(Challenge):
Retype verbatim the portion of the in-vehicle sensing passage below beginning with "In some implementations, the image-capturing device 4002, the" and continuing through "infotainment system (IVI).".

(Document extract):
....
The audible and visual notifications regarding objects or events are respective example implementations of indications that the system may provide to the driver 4014 regarding the objects or events. Other examples of implementations of indications regarding objects or events, which are not depicted in FIG. 4, include haptic notifications, such as vibrations from an in-seat vibrator; vehicle trajectory notifications, such as an autonomous vehicle altering its trajectory or a navigation system altering its route; vehicle speed notifications, such as a vehicle decelerating; illumination notifications, such as an in-cabin lighting system activating a certain lighting pattern and/or intensity; and so on.
In some implementations, the image-capturing device 4002, the image-capturing device 4004, the speaker 4012, the microphone 4006, and the graphical display 4016 may be components of an in-vehicle infotainment system (IVI).
In some implementations, the image-capturing device 4002 and/or the image-capturing device 4004 may be activated, e.g., begin capturing and/or recording images (e.g., optical images, lidar images, infrared images, radar images, and/or sonar images) in response to a trigger. The trigger may be a suitable event, such as the system detecting a mobile device or key fob entering the cabin environment by a communication channel between the mobile device or the key fob and the vehicle 4000; the system detecting an occupant entering the cabin environment by the image-capturing device 4002 or the image-capturing device 4004 or by an in-cabin proximity sensor; the system detecting an occupant speaking by the microphone 4006; the system detecting the vehicle 4000 waking from a dormant state, for example, via the computing device 4008; or the system detecting the vehicle 4000 departing from an origin by a global navigation satellite system (GNSS). In the case of the system detecting an occupant entering the cabin environment by the image-capturing device 4002 or the image-capturing device 4004, the image-capturing device 4002 and/or the image-capturing device 4004 may be, for example, in a low-power or stand-by state prior to the trigger, where the image-capturing device 4002 and/or the image-capturing device 4004 wake up periodically to capture one or a few images at a low resolution that is sufficient to detect whether an occupant has entered the vehicle 4000. Upon the trigger, the image-capturing device 4002 and/or the image-capturing device 4004 may begin capturing, for example, higher resolution images at a higher frame rate (or sampling rate) than compared to the low-power or stand-by state.
....
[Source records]
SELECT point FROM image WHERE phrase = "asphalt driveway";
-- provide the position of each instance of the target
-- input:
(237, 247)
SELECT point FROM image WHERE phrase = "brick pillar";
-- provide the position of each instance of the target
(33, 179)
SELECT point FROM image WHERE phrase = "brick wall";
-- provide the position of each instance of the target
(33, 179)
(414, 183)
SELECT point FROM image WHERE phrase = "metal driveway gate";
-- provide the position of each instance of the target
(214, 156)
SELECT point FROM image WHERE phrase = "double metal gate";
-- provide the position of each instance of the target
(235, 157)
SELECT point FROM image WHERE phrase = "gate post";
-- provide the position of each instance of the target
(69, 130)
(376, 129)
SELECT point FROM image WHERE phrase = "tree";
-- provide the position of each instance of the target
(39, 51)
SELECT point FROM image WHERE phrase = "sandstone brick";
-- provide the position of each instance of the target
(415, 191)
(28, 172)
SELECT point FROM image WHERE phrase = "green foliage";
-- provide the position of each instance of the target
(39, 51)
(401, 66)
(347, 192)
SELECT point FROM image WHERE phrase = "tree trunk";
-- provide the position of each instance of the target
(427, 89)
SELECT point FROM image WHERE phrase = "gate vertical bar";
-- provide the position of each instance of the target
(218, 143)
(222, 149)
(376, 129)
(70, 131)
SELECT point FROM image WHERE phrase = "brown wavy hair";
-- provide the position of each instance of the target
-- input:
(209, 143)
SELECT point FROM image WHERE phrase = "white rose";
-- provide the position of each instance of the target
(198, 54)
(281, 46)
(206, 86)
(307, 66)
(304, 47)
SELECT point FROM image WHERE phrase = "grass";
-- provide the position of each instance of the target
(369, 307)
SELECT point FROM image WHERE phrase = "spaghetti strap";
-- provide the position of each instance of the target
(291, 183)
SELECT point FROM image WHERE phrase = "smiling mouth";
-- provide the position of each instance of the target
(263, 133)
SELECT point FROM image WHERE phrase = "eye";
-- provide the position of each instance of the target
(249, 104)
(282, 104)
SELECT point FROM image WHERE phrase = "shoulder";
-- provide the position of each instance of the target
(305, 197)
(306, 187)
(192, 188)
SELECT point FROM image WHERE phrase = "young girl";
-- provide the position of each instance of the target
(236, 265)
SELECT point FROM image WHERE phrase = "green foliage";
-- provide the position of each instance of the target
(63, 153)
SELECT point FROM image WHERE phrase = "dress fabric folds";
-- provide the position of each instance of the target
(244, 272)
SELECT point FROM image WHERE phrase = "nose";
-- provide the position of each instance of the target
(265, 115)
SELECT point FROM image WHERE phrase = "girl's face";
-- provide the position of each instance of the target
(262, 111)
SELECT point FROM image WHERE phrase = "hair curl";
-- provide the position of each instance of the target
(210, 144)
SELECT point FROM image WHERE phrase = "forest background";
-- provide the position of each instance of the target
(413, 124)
....
(Task solution):
In some implementations, the image-capturing device 4002, the image-capturing device 4004, the speaker 4012, the microphone 4006, and the graphical display 4016 may be components of an in-vehicle infotainment system (IVI).